Carry none of the pictures over; write out the complete data exactly.
[START]
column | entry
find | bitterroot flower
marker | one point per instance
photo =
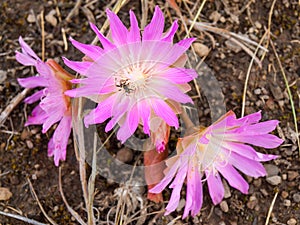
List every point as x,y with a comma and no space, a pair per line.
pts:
221,148
134,78
54,105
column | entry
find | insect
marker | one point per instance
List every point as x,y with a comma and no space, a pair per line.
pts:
125,85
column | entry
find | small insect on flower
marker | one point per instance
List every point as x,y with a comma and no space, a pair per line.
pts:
219,149
136,77
54,105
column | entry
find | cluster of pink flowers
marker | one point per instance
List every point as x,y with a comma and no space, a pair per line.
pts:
141,80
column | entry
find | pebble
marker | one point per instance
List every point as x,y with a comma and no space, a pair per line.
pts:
272,170
296,197
215,16
201,49
287,202
292,175
224,206
29,144
227,193
284,194
125,155
291,221
30,18
258,25
257,91
274,180
233,46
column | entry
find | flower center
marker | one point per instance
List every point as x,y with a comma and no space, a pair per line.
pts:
130,79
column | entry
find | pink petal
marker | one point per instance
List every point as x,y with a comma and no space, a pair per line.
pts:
164,88
57,146
134,33
91,51
35,97
247,166
165,112
101,113
118,31
154,30
178,75
215,187
234,178
170,34
80,67
33,82
107,45
38,116
177,186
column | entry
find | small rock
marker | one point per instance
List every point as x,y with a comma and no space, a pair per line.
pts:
287,202
257,182
31,18
224,206
29,144
25,134
201,49
292,175
296,197
252,202
291,221
271,169
5,194
284,194
233,46
125,155
50,18
274,180
257,91
3,76
227,193
215,16
222,19
258,25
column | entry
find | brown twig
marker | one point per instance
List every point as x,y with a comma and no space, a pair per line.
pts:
39,203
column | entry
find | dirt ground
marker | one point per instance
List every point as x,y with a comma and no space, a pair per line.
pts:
23,150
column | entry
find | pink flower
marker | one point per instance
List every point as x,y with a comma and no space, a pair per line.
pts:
134,78
220,149
54,105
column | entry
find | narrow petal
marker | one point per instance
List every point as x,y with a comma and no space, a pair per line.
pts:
170,34
178,75
215,187
154,30
118,31
57,146
107,45
91,51
80,67
247,166
134,33
165,112
33,82
35,97
234,178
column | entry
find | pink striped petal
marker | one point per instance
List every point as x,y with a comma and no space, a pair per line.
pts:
234,178
215,187
154,30
118,31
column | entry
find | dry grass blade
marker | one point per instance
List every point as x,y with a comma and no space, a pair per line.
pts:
40,205
72,211
248,75
13,103
271,207
22,218
289,94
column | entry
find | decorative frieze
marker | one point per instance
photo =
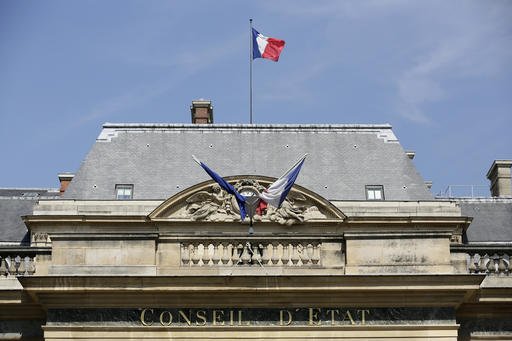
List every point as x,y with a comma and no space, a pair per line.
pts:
283,253
16,265
491,264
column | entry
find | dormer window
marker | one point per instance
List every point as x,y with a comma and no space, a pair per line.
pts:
124,192
374,192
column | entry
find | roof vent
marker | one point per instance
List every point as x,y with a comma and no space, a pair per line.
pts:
65,179
202,111
499,175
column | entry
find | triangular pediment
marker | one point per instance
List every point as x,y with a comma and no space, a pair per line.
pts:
207,202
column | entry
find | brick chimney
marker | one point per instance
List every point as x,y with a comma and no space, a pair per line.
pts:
499,175
65,179
202,111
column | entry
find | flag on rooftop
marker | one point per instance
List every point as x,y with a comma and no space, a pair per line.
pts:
277,192
266,47
225,186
[END]
◆ COMPLETE OUTPUT ◆
column | entry
find | bitterroot flower
marker | one point per instance
photo =
List every point as x,y with a comma and no space, a pair per line.
pts:
221,148
134,78
54,105
column | entry
find | insect
marker | one point per instance
List every point as x,y with a comma and no space, a pair per line.
pts:
125,85
column | entry
find | small insect on flower
marker | one point per instance
List every point as x,y with a comma and no space, a pair per line.
pts:
219,149
136,77
54,105
column | entry
find | cluster of pink flowers
marker | one point per instance
List every point as x,y with a comma and no space, a pair per line.
pts:
141,80
column | entry
find | pebble
marker | one point per instance
List every point as x,y with a comma and no space, a pair per line.
pts:
272,170
296,197
215,16
201,49
287,202
292,175
224,206
29,144
227,193
284,194
125,155
291,221
30,18
258,25
257,91
274,180
233,46
column | entry
find | flower center
marker | one point per instance
List every point as x,y with a comma and no space, a pair per line.
pts:
130,79
column | entry
find | pink petal
marker | one point per instance
List every point as x,y with a comma and no space, a pair per line.
pts:
164,88
57,146
134,33
91,51
35,97
247,166
165,112
101,113
118,31
154,30
178,75
215,187
234,178
170,34
80,67
33,82
107,45
38,116
177,186
column | entry
find | small rock
marker | one point per instance
List every point as x,y with a comma and no space, a pair per line.
pts:
287,202
257,182
31,18
224,206
29,144
25,134
201,49
292,175
296,197
252,202
291,221
271,169
5,194
284,194
233,46
125,155
50,18
274,180
257,91
3,76
227,193
215,16
222,19
258,25
column | entry
find | brown twig
marker | one point per instance
List every point as x,y with a comma and no space, a pair per line.
pts:
39,203
column | entry
find | dirt ground
marker | one point per instance
List every point as x,y with a comma and no space, a pair per line.
pts:
23,150
column | entry
find | pink flower
marker | one point per instance
List every point as x,y with a comma and no space, a pair per line.
pts:
134,78
220,149
54,105
column | entry
find | narrow petal
marker | one point per instance
List every point as x,y with a comma and no space, a pair per line.
pts:
170,34
178,75
215,187
154,30
118,31
57,146
107,45
91,51
80,67
247,166
134,33
165,112
33,82
35,97
234,178
column | entry
find | pink striped petal
marker | one point per instance
List every point as x,y with a comma and no space, a pair per line.
pts:
234,178
215,187
154,30
118,31
column | entry
find | dry grass blade
marker | one point per instance
List every point as x,y with a comma and no space, a pair per line.
pts:
40,205
72,211
248,75
13,103
271,207
22,218
289,94
column | entry
find | decorative frieze
marker | one point per instance
photo =
List every point as x,y with a comma and no space, a pair per line.
pts:
283,253
16,265
491,264
column | entry
find | dormer window
marker | one point per instance
List every point as x,y with a comma and no space, a pair per line.
pts:
124,192
374,192
column | entry
find | roof vent
marker | one point per instance
List every point as x,y with a comma and no space, a pair per line.
pts:
65,179
202,111
499,175
column | entry
find | triangular pediment
marker | one point per instance
List every point as x,y with a comma and no space, a pair per line.
pts:
207,202
column | entry
find | brick chimney
marker | one point per instance
List every point as x,y with a comma and no space, a pair per line.
pts:
499,175
65,179
202,111
column | entry
find | flag on rooftop
marker | one point per instance
List every point as x,y with a comma and no space, a pair per line.
pts:
277,192
266,47
225,186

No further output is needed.